■ Text excerpt:
● ● ● ●

The idea is I'll use a foot pedal to trigger an MCU to pulse a large array of FETs for a configurable amount of time, and then enforce a 1 sec cooldown period. The FETs effectively short the battery across the welder probes for this brief period of time, probably a few milliseconds but I'll have to experiment there.

The lab is here: https://www.circuitlab.com/circuit/sfms963nw44y/gate-drive-lab-for-spot-welder/

The driver schematic:

Schematic of Push-Pull Gate Driver Circuit

The FET array:

Schematic of a FET array

I am not an electrical engineer so I am asking for help figuring out if my circuit is sound. It's pieced together from many different online sources covering the various concerns that go into the project. I am not providing the full KiCad for the PCB because it's not done yet, I will come back and edit to add it here.

Design Goals:

  • Use a hobbyist MCU (going to try out the new RPi Pico)

● ● ● ●

■ Dataset records:
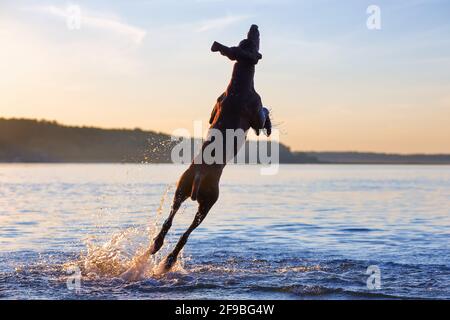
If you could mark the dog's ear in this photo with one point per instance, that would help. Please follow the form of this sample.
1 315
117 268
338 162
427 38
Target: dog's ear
253 36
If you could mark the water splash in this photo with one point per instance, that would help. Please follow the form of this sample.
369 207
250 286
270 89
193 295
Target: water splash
126 254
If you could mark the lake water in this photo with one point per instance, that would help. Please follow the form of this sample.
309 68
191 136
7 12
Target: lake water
309 232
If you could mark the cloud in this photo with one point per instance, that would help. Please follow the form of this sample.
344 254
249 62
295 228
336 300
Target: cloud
95 21
220 23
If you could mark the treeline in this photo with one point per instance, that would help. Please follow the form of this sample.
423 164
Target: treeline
25 140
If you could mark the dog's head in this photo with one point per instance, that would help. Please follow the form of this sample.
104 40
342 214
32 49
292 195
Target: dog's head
246 52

● ● ● ●

■ Exercise instructions:
• A. Answer these from the spot welder text:
(i) What will trigger the MCU?
(ii) How long is the cooldown period?
(iii) Which MCU will be tried?
• B. Please change "Target" to "Label" throughout the records above and give them again with everything else unchanged, leaving out the pictures.

■ Answers provided:
• A.
(i) A foot pedal.
(ii) 1 sec.
(iii) The new RPi Pico.

• B.
If you could mark the dog's ear in this photo with one point per instance, that would help. Please follow the form of this sample.
1 315
117 268
338 162
427 38
Label: dog's ear
253 36
If you could mark the water splash in this photo with one point per instance, that would help. Please follow the form of this sample.
369 207
250 286
270 89
193 295
Label: water splash
126 254
If you could mark the lake water in this photo with one point per instance, that would help. Please follow the form of this sample.
309 68
191 136
7 12
Label: lake water
309 232
If you could mark the cloud in this photo with one point per instance, that would help. Please follow the form of this sample.
344 254
249 62
295 228
336 300
Label: cloud
95 21
220 23
If you could mark the treeline in this photo with one point per instance, that would help. Please follow the form of this sample.
423 164
Label: treeline
25 140
If you could mark the dog's head in this photo with one point per instance, that would help. Please follow the form of this sample.
104 40
342 214
32 49
292 195
Label: dog's head
246 52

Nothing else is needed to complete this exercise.